--- Given task ---
Write out all the data again, exactly as it stands.

## start Supplied data

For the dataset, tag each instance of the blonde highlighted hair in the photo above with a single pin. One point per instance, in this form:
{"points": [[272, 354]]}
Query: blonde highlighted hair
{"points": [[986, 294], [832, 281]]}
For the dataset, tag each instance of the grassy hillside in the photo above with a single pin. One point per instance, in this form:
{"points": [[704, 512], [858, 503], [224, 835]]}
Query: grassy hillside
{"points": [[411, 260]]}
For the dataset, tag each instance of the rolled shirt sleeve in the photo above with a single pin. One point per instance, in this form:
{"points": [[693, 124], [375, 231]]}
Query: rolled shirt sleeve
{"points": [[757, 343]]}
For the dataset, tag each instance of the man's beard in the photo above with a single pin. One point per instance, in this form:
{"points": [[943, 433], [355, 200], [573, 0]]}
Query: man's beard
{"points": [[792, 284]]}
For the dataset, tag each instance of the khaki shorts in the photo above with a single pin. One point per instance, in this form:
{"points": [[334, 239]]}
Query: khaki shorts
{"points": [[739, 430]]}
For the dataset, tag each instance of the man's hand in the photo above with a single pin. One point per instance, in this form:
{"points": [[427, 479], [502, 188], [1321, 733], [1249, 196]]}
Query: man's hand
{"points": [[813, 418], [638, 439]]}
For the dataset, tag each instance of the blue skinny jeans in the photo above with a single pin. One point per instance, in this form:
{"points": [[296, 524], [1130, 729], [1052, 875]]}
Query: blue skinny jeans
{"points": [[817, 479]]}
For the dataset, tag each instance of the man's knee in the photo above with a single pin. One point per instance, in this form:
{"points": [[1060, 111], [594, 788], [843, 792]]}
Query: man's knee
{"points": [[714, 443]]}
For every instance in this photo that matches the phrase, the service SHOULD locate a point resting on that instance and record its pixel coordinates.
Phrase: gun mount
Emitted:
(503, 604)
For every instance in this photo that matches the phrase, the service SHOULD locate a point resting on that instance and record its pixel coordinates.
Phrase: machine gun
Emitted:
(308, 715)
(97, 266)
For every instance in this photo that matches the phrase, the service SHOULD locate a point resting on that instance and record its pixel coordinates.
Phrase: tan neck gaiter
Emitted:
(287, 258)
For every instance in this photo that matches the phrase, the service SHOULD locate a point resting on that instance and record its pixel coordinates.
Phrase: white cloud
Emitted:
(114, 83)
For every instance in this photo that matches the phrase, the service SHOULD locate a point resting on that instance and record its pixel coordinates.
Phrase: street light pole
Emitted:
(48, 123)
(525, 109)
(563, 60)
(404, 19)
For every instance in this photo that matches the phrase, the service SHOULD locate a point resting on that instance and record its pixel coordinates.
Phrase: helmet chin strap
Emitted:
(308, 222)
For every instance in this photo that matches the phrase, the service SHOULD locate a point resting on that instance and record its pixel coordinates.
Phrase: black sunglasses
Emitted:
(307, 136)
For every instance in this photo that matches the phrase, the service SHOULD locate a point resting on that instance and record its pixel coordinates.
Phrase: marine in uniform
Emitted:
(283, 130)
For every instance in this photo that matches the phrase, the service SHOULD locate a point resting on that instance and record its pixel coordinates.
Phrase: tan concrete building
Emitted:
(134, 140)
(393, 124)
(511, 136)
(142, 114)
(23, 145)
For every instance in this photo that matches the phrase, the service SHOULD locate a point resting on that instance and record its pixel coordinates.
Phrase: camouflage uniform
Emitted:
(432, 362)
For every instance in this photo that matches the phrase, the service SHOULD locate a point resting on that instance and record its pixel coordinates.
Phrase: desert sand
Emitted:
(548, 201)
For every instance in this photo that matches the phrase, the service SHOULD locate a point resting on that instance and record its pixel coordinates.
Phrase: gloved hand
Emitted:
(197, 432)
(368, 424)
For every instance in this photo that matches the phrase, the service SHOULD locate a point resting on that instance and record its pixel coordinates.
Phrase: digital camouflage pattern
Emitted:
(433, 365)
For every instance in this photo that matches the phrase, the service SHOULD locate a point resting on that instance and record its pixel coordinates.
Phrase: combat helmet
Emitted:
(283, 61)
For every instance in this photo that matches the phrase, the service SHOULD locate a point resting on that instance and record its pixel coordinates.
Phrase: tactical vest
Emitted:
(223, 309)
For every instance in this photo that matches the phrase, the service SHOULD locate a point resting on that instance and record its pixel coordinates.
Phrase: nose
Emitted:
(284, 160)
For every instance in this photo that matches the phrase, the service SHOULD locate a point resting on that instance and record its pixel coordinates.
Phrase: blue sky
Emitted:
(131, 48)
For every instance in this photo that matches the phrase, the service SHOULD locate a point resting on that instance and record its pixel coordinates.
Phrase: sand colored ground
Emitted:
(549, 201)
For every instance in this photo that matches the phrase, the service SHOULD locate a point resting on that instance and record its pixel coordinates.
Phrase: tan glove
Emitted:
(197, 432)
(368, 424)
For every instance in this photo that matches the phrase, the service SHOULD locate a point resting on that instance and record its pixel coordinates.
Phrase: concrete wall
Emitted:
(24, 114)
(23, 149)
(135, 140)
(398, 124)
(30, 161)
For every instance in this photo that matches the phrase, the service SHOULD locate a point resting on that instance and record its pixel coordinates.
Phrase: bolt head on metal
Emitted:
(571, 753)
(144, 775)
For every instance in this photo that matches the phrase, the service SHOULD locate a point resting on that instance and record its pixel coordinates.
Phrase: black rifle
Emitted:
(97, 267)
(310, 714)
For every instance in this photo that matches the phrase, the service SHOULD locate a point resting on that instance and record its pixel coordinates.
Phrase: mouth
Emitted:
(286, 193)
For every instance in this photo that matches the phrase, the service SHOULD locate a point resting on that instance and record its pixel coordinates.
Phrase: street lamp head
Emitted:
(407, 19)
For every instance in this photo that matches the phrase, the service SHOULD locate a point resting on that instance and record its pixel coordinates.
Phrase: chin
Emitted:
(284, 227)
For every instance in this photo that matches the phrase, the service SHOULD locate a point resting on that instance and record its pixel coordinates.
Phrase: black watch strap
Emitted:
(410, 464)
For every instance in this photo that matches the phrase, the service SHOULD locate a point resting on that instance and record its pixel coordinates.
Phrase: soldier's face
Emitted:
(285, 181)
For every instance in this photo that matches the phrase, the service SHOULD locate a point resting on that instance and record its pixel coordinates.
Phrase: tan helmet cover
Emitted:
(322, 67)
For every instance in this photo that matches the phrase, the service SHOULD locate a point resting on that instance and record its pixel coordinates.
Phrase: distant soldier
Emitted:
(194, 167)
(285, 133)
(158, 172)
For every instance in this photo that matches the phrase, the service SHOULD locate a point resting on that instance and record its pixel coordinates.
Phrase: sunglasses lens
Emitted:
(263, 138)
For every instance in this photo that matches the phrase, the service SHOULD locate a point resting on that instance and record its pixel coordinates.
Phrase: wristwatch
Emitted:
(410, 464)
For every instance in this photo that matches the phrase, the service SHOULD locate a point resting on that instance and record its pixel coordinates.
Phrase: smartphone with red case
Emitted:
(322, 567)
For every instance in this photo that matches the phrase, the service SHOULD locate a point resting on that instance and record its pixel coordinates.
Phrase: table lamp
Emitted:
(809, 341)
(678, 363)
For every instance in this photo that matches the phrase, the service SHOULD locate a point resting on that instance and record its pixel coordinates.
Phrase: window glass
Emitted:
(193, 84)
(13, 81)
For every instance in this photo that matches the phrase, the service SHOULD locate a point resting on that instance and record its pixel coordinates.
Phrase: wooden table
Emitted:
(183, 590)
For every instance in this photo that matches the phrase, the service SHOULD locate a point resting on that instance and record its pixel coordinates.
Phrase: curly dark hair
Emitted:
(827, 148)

## end Supplied data

--- Finished task ---
For the dataset, tag each instance of the blonde highlighted hair in the photo above with a single pin. One point per instance, in this form:
{"points": [[272, 354]]}
Query: blonde highlighted hair
{"points": [[986, 294], [832, 281]]}
For the dataset, tag each instance of the grassy hillside in the photo above with a single pin. One point per instance, in this form:
{"points": [[704, 512], [858, 503], [224, 835]]}
Query: grassy hillside
{"points": [[411, 260]]}
For the dataset, tag each instance of the rolled shirt sleeve in the photo above with a single pin. One point per instance, in this form:
{"points": [[693, 124], [375, 231]]}
Query: rolled shirt sleeve
{"points": [[757, 343]]}
For the dataset, tag each instance of the man's beard in the photo above with a single pin. One point per instance, in this form:
{"points": [[943, 433], [355, 200], [573, 0]]}
Query: man's beard
{"points": [[792, 284]]}
For the dataset, tag each instance of the khaki shorts in the photo above with a single pin. One point per instance, in this form:
{"points": [[334, 239]]}
Query: khaki shorts
{"points": [[739, 430]]}
For the dataset, tag each instance of the man's hand in the photo above with a single pin. One point per instance, in this form:
{"points": [[427, 479], [502, 188], [1321, 733], [1249, 196]]}
Query: man's hand
{"points": [[813, 418], [638, 439]]}
For the dataset, tag each instance of the blue skinny jeans in the photo above with a single pin. One point per instance, in this form:
{"points": [[296, 524], [1130, 729], [1052, 875]]}
Query: blue skinny jeans
{"points": [[817, 479]]}
For the dataset, tag each instance of the man's knee in the photo above with a single pin. One point per instance, in this form:
{"points": [[1060, 111], [594, 788], [843, 792]]}
Query: man's knee
{"points": [[714, 443]]}
For every instance in this photo that matches the phrase, the service SHOULD locate a point resting on that instance and record its pixel coordinates.
Phrase: gun mount
Emitted:
(503, 604)
For every instance in this photo that matches the phrase, the service SHOULD locate a point resting on that instance and record its pixel coordinates.
Phrase: machine gun
Emitted:
(308, 715)
(97, 266)
For every instance in this photo that matches the phrase, the service SHOULD locate a point resting on that instance and record its pixel coordinates.
Phrase: tan neck gaiter
Emitted:
(287, 258)
For every instance in this photo that matches the phrase, the service SHOULD locate a point resting on that instance and record its pixel coordinates.
Phrase: white cloud
Emitted:
(114, 83)
For every instance in this photo that matches the phrase, the service SHOULD locate a point resting on that instance and record its pixel coordinates.
Phrase: street light pole
Emitted:
(48, 123)
(525, 109)
(563, 60)
(404, 19)
For every instance in this photo that matches the phrase, the service SHOULD locate a point resting on that instance and record its pixel coordinates.
Phrase: helmet chin strap
Emitted:
(308, 222)
For every instance in this photo that matches the phrase, the service SHOULD locate a point resting on that instance and record its pixel coordinates.
Phrase: black sunglasses
Emitted:
(307, 136)
For every instance in this photo that matches the phrase, the service SHOULD locate a point resting on that instance and record its pixel coordinates.
Phrase: marine in uniform
Emitted:
(283, 130)
For every instance in this photo that matches the phrase, the service SHOULD locate a point resting on that instance and record its pixel coordinates.
Phrase: tan concrete building
Emitted:
(134, 140)
(393, 124)
(511, 136)
(142, 114)
(23, 145)
For every instance in this photo that matches the phrase, the service SHOULD locate a point resting on that instance and record its pixel coordinates.
Phrase: camouflage uniform
Emitted:
(432, 362)
For every instance in this photo that matches the phrase, the service SHOULD locate a point resting on that instance and record its pixel coordinates.
Phrase: desert sand
Emitted:
(548, 201)
For every instance in this photo that matches the phrase, the service SHOULD locate a point resting on that instance and record its pixel coordinates.
Phrase: gloved hand
Emitted:
(197, 432)
(368, 424)
For every instance in this photo that matches the phrase, the service SHOULD locate a point resting on that instance and record its pixel coordinates.
Phrase: digital camouflage pattern
Emitted:
(433, 365)
For every instance in this photo that matches the phrase, the service SHOULD locate a point resting on that instance and record its pixel coordinates.
Phrase: combat helmet
Emitted:
(283, 61)
For every instance in this photo that matches the phrase, the service SHOULD locate a point resting on that instance and record its pixel coordinates.
Phrase: tactical vest
Emitted:
(223, 309)
For every instance in this photo that matches the phrase, the service SHOULD locate a point resting on that instance and record its pixel coordinates.
Phrase: nose
Emitted:
(284, 160)
For every instance in this photo that matches the phrase, the service SHOULD locate a point resting on that instance and record its pixel coordinates.
Phrase: blue sky
Emitted:
(131, 48)
For every instance in this photo that matches the phrase, the service SHOULD locate a point resting on that instance and record its pixel coordinates.
Phrase: sand colored ground
Emitted:
(549, 201)
For every instance in this photo that matches the phrase, the service SHOULD locate a point resting on that instance and record its pixel coordinates.
Phrase: tan glove
Emitted:
(197, 432)
(368, 424)
For every instance in this photo that matches the phrase, the service SHOULD locate a point resting on that instance and record its pixel coordinates.
Phrase: concrete wall
Emitted:
(24, 114)
(23, 149)
(135, 140)
(398, 124)
(30, 161)
For every instance in this photo that matches the phrase, the service SHOULD locate a point resting on that instance and record its pixel coordinates.
Phrase: bolt head on metal
Emitted:
(571, 753)
(144, 775)
For every instance in this photo that matches the phrase, the service SHOULD locate a point resting on that instance and record its pixel coordinates.
Phrase: black rifle
Emitted:
(97, 267)
(310, 714)
For every instance in this photo that matches the phrase, the service SHOULD locate a point resting on that instance and record its pixel coordinates.
Phrase: mouth
Emitted:
(286, 193)
For every instance in this photo that matches the phrase, the service SHOULD locate a point resting on that instance and record its pixel coordinates.
Phrase: street lamp head
Emitted:
(407, 19)
For every instance in this photo that matches the phrase, the service SHOULD locate a point resting on that instance and record its pixel coordinates.
Phrase: chin
Emitted:
(284, 227)
For every instance in this photo that matches the phrase, the service SHOULD locate a point resting on that instance and record its pixel coordinates.
Phrase: black watch strap
Emitted:
(410, 464)
For every instance in this photo that matches the phrase, the service SHOULD locate a point resting on that instance and record its pixel coordinates.
Phrase: soldier's face
Emitted:
(285, 181)
For every instance in this photo that matches the phrase, the service SHOULD locate a point resting on that instance and record its pixel coordinates.
Phrase: tan helmet cover
Emitted:
(322, 67)
For every instance in this photo that matches the phrase, the service SHOULD locate a point resting on that instance and record its pixel coordinates.
Phrase: distant soldier
Emitted:
(194, 167)
(285, 133)
(158, 172)
For every instance in this photo that matches the phrase, the service SHOULD locate a point resting on that instance and record its pixel coordinates.
Phrase: sunglasses lens
Emitted:
(263, 138)
For every instance in this photo that matches the phrase, the service SHOULD locate a point resting on that instance and record its pixel coordinates.
Phrase: wristwatch
Emitted:
(410, 464)
For every instance in this photo that matches the phrase, the service SHOULD locate a point resting on that instance and record its pixel coordinates.
Phrase: smartphone with red case
Emitted:
(322, 567)
For every instance in this photo that matches the phrase, the service SHOULD locate a point resting on that instance and record its pixel coordinates.
Phrase: table lamp
Emitted:
(809, 341)
(678, 363)
For every instance in this photo that matches the phrase, the service SHOULD locate a point resting on that instance and record its pixel coordinates.
Phrase: window glass
Emitted:
(193, 84)
(13, 81)
For every instance in this photo that matches the phrase, the service SHOULD locate a point resting on that instance and record its pixel coordinates.
Phrase: wooden table
Emitted:
(183, 590)
For every instance in this photo that matches the phrase, the service SHOULD locate a point resting on that instance and record its pixel coordinates.
Phrase: curly dark hair
Emitted:
(827, 148)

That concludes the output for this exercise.